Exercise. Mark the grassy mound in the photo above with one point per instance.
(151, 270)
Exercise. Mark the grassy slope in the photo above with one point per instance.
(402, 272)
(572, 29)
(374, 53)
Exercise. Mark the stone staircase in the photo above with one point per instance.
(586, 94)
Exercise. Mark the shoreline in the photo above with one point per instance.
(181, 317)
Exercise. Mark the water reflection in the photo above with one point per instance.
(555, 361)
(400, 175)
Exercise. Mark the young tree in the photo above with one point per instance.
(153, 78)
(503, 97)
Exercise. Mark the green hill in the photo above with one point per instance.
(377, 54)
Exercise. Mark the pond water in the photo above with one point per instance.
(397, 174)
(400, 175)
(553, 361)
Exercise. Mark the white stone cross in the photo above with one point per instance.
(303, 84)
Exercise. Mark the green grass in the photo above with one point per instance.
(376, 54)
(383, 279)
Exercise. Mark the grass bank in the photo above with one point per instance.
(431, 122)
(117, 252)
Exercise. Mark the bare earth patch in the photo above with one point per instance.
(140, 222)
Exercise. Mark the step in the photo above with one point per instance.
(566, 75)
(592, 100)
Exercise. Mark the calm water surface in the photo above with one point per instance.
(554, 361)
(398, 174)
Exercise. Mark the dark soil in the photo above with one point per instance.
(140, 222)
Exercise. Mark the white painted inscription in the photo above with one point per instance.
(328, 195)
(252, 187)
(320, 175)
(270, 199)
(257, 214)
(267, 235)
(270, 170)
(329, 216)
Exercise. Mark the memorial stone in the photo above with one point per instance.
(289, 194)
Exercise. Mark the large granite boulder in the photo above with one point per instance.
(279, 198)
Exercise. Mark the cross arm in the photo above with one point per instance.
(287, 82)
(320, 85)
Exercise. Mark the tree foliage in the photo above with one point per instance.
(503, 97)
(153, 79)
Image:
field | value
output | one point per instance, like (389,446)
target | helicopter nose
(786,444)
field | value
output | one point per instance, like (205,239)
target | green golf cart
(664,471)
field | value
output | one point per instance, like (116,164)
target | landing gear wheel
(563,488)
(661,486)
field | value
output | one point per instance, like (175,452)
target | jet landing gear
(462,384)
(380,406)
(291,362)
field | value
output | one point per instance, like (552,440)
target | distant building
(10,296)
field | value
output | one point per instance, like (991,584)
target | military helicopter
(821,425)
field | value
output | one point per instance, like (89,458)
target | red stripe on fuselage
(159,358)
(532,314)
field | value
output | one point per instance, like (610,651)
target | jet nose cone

◆ **What is needed**
Keep only the lines of the listing that contain the word "output", and copy them.

◆ **Answer to this exercise**
output | one point per instance, like (389,446)
output | one point per instance, like (205,239)
output | one point per instance, like (116,164)
output | one point per instance, like (175,452)
output | one point per instance, like (552,440)
output | one point per instance, like (991,584)
output | one point per instance, like (89,458)
output | one point per instance, like (610,651)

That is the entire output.